● Problem description
Reproduce the data, keeping every word exactly as it is.

● Data supplied
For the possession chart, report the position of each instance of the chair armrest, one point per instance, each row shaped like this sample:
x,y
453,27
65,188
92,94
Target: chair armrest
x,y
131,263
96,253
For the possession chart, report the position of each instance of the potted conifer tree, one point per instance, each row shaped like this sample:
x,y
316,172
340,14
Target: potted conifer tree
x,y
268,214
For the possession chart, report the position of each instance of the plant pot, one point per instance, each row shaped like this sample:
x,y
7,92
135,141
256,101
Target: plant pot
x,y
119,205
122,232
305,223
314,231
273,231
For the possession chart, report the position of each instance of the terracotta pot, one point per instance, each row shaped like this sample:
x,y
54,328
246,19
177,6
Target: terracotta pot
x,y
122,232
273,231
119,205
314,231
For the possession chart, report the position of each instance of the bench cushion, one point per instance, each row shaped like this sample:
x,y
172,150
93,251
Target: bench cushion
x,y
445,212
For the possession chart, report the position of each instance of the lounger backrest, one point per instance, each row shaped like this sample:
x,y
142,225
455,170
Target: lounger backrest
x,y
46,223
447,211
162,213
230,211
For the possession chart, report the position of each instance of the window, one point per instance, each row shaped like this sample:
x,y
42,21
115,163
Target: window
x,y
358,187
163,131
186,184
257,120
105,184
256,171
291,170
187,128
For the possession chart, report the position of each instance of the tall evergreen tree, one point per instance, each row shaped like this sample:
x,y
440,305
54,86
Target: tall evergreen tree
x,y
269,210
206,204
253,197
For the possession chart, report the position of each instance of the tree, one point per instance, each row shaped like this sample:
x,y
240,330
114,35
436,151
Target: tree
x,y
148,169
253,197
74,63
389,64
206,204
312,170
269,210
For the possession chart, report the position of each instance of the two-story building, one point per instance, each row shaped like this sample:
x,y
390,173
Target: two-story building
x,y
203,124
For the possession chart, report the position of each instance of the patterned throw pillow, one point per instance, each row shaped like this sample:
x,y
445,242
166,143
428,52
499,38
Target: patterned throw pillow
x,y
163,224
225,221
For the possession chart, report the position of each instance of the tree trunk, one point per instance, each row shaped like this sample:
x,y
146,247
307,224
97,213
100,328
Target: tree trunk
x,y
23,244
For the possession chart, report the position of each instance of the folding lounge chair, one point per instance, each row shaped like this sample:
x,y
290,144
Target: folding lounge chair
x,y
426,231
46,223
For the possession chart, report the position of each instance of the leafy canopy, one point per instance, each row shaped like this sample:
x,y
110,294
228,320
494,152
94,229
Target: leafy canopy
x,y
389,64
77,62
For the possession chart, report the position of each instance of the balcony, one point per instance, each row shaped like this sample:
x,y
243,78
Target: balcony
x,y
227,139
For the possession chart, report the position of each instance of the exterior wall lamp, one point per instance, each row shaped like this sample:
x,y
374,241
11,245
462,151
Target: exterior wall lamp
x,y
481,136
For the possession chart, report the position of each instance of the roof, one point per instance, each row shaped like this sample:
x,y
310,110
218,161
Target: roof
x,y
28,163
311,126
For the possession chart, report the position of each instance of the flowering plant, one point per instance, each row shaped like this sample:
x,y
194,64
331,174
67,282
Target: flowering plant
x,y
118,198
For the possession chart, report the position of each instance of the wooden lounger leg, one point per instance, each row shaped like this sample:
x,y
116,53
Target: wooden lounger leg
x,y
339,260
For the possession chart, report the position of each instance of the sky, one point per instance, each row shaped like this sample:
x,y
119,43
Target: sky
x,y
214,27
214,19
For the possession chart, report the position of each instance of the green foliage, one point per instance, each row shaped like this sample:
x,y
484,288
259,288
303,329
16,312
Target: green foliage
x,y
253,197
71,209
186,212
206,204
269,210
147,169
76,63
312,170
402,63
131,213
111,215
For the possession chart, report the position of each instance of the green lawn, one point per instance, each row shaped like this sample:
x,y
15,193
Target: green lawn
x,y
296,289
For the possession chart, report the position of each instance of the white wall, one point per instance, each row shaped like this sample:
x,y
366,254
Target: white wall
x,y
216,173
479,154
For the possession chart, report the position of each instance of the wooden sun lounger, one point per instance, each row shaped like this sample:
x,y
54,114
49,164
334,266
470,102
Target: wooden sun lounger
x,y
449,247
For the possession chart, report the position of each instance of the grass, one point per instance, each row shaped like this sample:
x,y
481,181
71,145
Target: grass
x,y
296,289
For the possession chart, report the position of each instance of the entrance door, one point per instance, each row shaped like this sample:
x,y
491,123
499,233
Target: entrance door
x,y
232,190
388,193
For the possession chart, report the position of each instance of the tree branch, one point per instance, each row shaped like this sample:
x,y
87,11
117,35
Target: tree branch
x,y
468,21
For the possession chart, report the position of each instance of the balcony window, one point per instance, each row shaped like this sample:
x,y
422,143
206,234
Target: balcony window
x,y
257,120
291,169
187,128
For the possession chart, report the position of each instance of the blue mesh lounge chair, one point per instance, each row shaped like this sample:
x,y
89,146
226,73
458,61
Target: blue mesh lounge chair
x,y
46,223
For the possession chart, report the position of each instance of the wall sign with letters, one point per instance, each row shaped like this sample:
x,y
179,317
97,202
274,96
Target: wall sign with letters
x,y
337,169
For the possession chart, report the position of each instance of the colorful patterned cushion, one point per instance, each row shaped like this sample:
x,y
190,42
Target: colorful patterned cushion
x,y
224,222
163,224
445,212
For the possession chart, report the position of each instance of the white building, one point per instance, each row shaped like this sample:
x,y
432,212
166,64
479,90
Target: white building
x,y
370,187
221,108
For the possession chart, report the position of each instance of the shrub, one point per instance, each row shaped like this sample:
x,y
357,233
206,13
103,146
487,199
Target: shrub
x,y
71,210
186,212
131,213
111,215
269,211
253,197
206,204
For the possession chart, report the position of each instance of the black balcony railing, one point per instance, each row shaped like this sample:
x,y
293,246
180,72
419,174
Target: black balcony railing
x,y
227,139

● Task output
For the possession chart, report the position of each instance of the chair armrest, one point per instance, each row shaped like this sample:
x,y
453,27
65,188
92,94
Target: chair armrest
x,y
131,263
96,253
For the possession chart, report the position of each instance of the potted conifer tree, one point per instance, each row shaped like this sample:
x,y
316,172
340,14
Target: potted conifer tree
x,y
268,214
For the possession chart, report the position of each instance of the plant pot, one point per instance, each row shaped like this sample:
x,y
7,92
135,141
256,101
Target: plant pot
x,y
119,205
122,232
305,223
314,231
273,231
For the possession chart, report the position of each instance of the terracotta pot, one point per instance, each row shaped like this sample:
x,y
54,328
246,19
177,6
Target: terracotta pot
x,y
122,232
273,231
119,205
314,231
For the possession chart, report the position of each instance of the bench cushion, one point per instance, each row shaped like this sample:
x,y
172,150
93,251
Target: bench cushion
x,y
445,212
For the possession chart, report the position of each instance of the lounger backrest, one point per instance, each row shaped like this sample:
x,y
142,225
455,170
Target: lounger backrest
x,y
46,223
447,211
162,213
230,211
For the possession chart, report the position of each instance of the window, one point per instance, each row shaped like this sample:
x,y
42,21
115,163
Target: window
x,y
358,187
163,131
186,184
257,120
105,184
256,171
291,170
187,128
For the possession chart, report the position of each instance of the tall evergreen tree, one point per instance, each row shaped like this sample:
x,y
440,305
54,86
Target: tall evergreen tree
x,y
269,210
206,204
253,197
For the possession chart, report the position of each instance of the tree, one point per instance, each row shaped like this sample:
x,y
240,330
114,35
436,151
Target: tree
x,y
148,169
253,197
74,63
389,64
206,204
312,170
269,210
For the possession chart, report the position of each instance of the two-story building, one point per instance, each row shaped like this sample:
x,y
390,173
Target: two-story building
x,y
203,124
For the possession chart, report the position of each instance of the patterned throw pillow, one point per instance, each row shaped like this sample:
x,y
445,242
166,143
428,52
499,38
Target: patterned throw pillow
x,y
163,224
225,221
For the possession chart, report the position of each instance of the tree trunk, one point per instance, each row shaped like this sample:
x,y
146,247
307,224
97,213
100,328
Target: tree trunk
x,y
23,244
For the possession chart, report the position of each instance of the folding lounge chair, one point per instance, each row shaped like this sample:
x,y
290,144
Target: folding lounge chair
x,y
426,231
46,223
For the possession chart, report the position of each instance of the leafy canopy, one point per instance, each row shaped like this sample:
x,y
110,294
228,320
494,152
94,229
Target: leafy canopy
x,y
389,64
77,62
For the possession chart, report the position of each instance of the balcony, one point per instance, each row shaped like this sample:
x,y
243,78
Target: balcony
x,y
227,139
For the possession chart, report the position of each instance of the exterior wall lamp, one point per instance, each row shaped like this sample:
x,y
374,241
11,245
462,151
Target: exterior wall lamp
x,y
481,136
For the possession chart, report the position of each instance of the roof, one point per instance, each row shaped like this sample:
x,y
310,110
218,161
Target: roof
x,y
28,163
311,126
For the possession chart, report the position of each instance of the flowering plant, one point per instance, each row shaped like this sample:
x,y
194,64
331,174
67,282
Target: flowering plant
x,y
118,198
For the possession chart, report the position of each instance of the wooden lounger leg, one point per instance, each row shaped like this sample:
x,y
116,53
Target: wooden lounger leg
x,y
339,260
For the possession chart, report the position of each instance of the sky, one point per instance, each row shaped like this sample:
x,y
119,43
Target: sky
x,y
214,27
214,19
For the possession chart, report the position of each instance of the green foliage, one point per instance, each row shaped like this sample:
x,y
484,288
259,288
303,329
16,312
Target: green foliage
x,y
253,197
71,209
186,212
206,204
269,210
147,169
76,63
312,170
402,63
131,213
111,215
For the possession chart, report the position of each instance of the green lawn, one point per instance, each row shaped like this sample:
x,y
15,193
Target: green lawn
x,y
296,289
For the possession chart, report the position of each instance of the white wall, one point per instance, each row shaped like this sample:
x,y
366,254
Target: white wall
x,y
216,173
479,154
For the possession chart, report the position of each instance of the wooden sun lounger, one point per instance, each row shaped like this sample:
x,y
54,114
49,164
334,266
470,102
Target: wooden sun lounger
x,y
449,247
For the possession chart, report the position of each instance of the grass, one point per instance, each row shaped like this sample:
x,y
481,181
71,145
Target: grass
x,y
296,289
For the possession chart, report the position of each instance of the entrance door, one point per instance, each row shaped like this sample:
x,y
491,123
499,233
Target: entrance door
x,y
232,190
388,193
For the possession chart, report the position of each instance of the tree branch, one point per instance, each row shaped like this sample:
x,y
87,11
117,35
Target: tree branch
x,y
468,21
For the possession chart, report the position of each instance of the balcony window, one point per instance, each row shaped like this sample:
x,y
422,143
206,234
Target: balcony window
x,y
257,120
291,169
187,128
For the possession chart, report the position of each instance of the blue mesh lounge chair, one point per instance, each row shaped like this sample:
x,y
89,146
226,73
458,61
Target: blue mesh lounge chair
x,y
46,223
For the possession chart, report the position of each instance of the wall sign with letters, one point per instance, each row shaped like this sample:
x,y
179,317
97,202
274,96
Target: wall sign with letters
x,y
337,169
For the possession chart, report the position of each instance of the colorful patterned cushion, one point per instance, each row shaped like this sample:
x,y
190,42
Target: colorful patterned cushion
x,y
224,222
163,224
445,212
For the possession chart, report the position of each instance of the white building, one point per instance, each row shaped like this sample:
x,y
432,212
166,64
479,90
Target: white building
x,y
370,187
221,108
For the possession chart, report the position of each instance of the shrub, one point per instance, each row shaped like this sample:
x,y
357,233
206,13
103,146
487,199
Target: shrub
x,y
71,210
186,212
131,213
111,215
269,211
253,197
206,204
For the possession chart, report the position of each instance of the black balcony railing, one point per instance, each row shaped like this sample:
x,y
293,246
180,72
419,174
Target: black balcony railing
x,y
227,139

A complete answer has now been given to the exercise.